===== Records shown
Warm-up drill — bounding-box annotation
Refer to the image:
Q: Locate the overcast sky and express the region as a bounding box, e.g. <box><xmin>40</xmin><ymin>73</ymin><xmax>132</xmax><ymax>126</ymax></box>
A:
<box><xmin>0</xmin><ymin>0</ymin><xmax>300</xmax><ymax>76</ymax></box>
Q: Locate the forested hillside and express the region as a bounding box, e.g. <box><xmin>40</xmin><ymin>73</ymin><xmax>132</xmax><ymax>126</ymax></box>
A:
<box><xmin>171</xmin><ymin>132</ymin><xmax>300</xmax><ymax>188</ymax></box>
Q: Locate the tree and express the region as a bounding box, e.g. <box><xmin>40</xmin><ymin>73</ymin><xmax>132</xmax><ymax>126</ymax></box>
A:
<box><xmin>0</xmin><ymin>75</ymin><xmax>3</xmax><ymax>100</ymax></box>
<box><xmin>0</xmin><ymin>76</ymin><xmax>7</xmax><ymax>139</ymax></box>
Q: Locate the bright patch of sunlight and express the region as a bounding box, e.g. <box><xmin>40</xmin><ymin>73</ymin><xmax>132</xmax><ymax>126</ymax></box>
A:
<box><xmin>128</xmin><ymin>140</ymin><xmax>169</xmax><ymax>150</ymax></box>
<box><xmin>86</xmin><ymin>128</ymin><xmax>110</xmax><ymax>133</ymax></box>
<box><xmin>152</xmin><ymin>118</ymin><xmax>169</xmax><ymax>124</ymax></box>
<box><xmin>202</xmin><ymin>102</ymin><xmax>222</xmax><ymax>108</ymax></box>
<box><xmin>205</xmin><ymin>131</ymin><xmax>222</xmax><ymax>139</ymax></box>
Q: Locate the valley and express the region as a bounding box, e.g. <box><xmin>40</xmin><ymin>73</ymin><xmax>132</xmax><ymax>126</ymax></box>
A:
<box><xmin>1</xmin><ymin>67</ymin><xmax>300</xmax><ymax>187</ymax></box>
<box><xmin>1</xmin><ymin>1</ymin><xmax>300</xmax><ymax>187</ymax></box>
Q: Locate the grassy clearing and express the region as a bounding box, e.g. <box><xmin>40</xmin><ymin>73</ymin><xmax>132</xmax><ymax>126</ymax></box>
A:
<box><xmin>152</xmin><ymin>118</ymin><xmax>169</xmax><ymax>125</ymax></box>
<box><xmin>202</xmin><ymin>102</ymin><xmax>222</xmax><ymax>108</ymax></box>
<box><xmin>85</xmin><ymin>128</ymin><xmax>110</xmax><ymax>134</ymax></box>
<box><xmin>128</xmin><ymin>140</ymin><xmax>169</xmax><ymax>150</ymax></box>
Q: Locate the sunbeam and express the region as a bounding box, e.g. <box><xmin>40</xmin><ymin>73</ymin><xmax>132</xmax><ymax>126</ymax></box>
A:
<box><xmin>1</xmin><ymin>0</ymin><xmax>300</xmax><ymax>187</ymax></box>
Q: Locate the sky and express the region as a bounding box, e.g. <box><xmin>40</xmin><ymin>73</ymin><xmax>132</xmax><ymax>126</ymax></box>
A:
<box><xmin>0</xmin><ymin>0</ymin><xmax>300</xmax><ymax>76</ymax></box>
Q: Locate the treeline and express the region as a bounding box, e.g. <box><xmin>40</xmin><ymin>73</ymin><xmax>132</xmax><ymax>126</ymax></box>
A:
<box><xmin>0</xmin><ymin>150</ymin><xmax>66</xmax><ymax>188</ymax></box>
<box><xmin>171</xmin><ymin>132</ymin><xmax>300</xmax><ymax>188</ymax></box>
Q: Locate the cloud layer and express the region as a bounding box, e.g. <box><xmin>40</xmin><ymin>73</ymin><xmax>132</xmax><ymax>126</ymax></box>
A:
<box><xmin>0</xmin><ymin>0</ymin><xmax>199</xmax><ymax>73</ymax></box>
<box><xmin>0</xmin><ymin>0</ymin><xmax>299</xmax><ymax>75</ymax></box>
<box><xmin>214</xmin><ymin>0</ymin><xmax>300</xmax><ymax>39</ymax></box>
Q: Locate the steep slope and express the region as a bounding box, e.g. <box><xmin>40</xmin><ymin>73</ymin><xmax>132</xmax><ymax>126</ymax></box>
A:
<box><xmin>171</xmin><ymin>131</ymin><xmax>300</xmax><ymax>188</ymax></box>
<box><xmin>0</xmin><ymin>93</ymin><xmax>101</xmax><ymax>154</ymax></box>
==========
Reproduce all the data word for word.

Warm-up drill — bounding-box annotation
Refer to the image:
Q: Locate the overcast sky and express the region as a bounding box, e.g. <box><xmin>40</xmin><ymin>73</ymin><xmax>132</xmax><ymax>126</ymax></box>
A:
<box><xmin>0</xmin><ymin>0</ymin><xmax>300</xmax><ymax>76</ymax></box>
Q: Locate the forested hillside and express the region as a bounding box, e.g. <box><xmin>40</xmin><ymin>73</ymin><xmax>132</xmax><ymax>126</ymax></box>
A:
<box><xmin>171</xmin><ymin>132</ymin><xmax>300</xmax><ymax>188</ymax></box>
Q: Locate the tree and express the region as a bounding box, e.g. <box><xmin>40</xmin><ymin>73</ymin><xmax>132</xmax><ymax>126</ymax></box>
A:
<box><xmin>0</xmin><ymin>75</ymin><xmax>3</xmax><ymax>100</ymax></box>
<box><xmin>0</xmin><ymin>76</ymin><xmax>7</xmax><ymax>139</ymax></box>
Q: Locate the bright patch of sunlight and express the region as a bounding box, e.g. <box><xmin>40</xmin><ymin>73</ymin><xmax>132</xmax><ymax>126</ymax></box>
A:
<box><xmin>128</xmin><ymin>140</ymin><xmax>169</xmax><ymax>150</ymax></box>
<box><xmin>86</xmin><ymin>128</ymin><xmax>110</xmax><ymax>133</ymax></box>
<box><xmin>152</xmin><ymin>118</ymin><xmax>169</xmax><ymax>124</ymax></box>
<box><xmin>202</xmin><ymin>102</ymin><xmax>222</xmax><ymax>108</ymax></box>
<box><xmin>205</xmin><ymin>131</ymin><xmax>222</xmax><ymax>139</ymax></box>
Q: Locate the valley and express the region as a bounding box, e.g. <box><xmin>40</xmin><ymin>73</ymin><xmax>132</xmax><ymax>126</ymax></box>
A:
<box><xmin>1</xmin><ymin>67</ymin><xmax>300</xmax><ymax>187</ymax></box>
<box><xmin>1</xmin><ymin>1</ymin><xmax>300</xmax><ymax>187</ymax></box>
Q: Locate the grassy clearing and express the region as a bounding box, e.g. <box><xmin>40</xmin><ymin>73</ymin><xmax>132</xmax><ymax>126</ymax></box>
A:
<box><xmin>152</xmin><ymin>118</ymin><xmax>169</xmax><ymax>125</ymax></box>
<box><xmin>202</xmin><ymin>102</ymin><xmax>222</xmax><ymax>108</ymax></box>
<box><xmin>85</xmin><ymin>128</ymin><xmax>110</xmax><ymax>134</ymax></box>
<box><xmin>128</xmin><ymin>140</ymin><xmax>169</xmax><ymax>150</ymax></box>
Q: Locate the sunbeam and express the region as a bounding box, e.g. <box><xmin>40</xmin><ymin>73</ymin><xmax>132</xmax><ymax>126</ymax></box>
A:
<box><xmin>1</xmin><ymin>0</ymin><xmax>300</xmax><ymax>187</ymax></box>
Q: Locate the sky and express the region as a bounding box, e.g. <box><xmin>40</xmin><ymin>73</ymin><xmax>132</xmax><ymax>126</ymax></box>
A:
<box><xmin>0</xmin><ymin>0</ymin><xmax>300</xmax><ymax>76</ymax></box>
Q: Locate the treeline and express the region as a bounding box, e.g. <box><xmin>40</xmin><ymin>73</ymin><xmax>132</xmax><ymax>126</ymax></box>
A:
<box><xmin>0</xmin><ymin>150</ymin><xmax>66</xmax><ymax>188</ymax></box>
<box><xmin>171</xmin><ymin>132</ymin><xmax>300</xmax><ymax>188</ymax></box>
Q: Locate the cloud layer and express the region as a bounding box, e.g. <box><xmin>40</xmin><ymin>73</ymin><xmax>132</xmax><ymax>126</ymax></box>
A:
<box><xmin>0</xmin><ymin>0</ymin><xmax>199</xmax><ymax>73</ymax></box>
<box><xmin>0</xmin><ymin>0</ymin><xmax>299</xmax><ymax>75</ymax></box>
<box><xmin>214</xmin><ymin>0</ymin><xmax>300</xmax><ymax>39</ymax></box>
Q: Locate the steep slope and express the region as a bounding box, e.g. <box><xmin>40</xmin><ymin>73</ymin><xmax>132</xmax><ymax>126</ymax></box>
A:
<box><xmin>171</xmin><ymin>131</ymin><xmax>300</xmax><ymax>188</ymax></box>
<box><xmin>0</xmin><ymin>93</ymin><xmax>101</xmax><ymax>154</ymax></box>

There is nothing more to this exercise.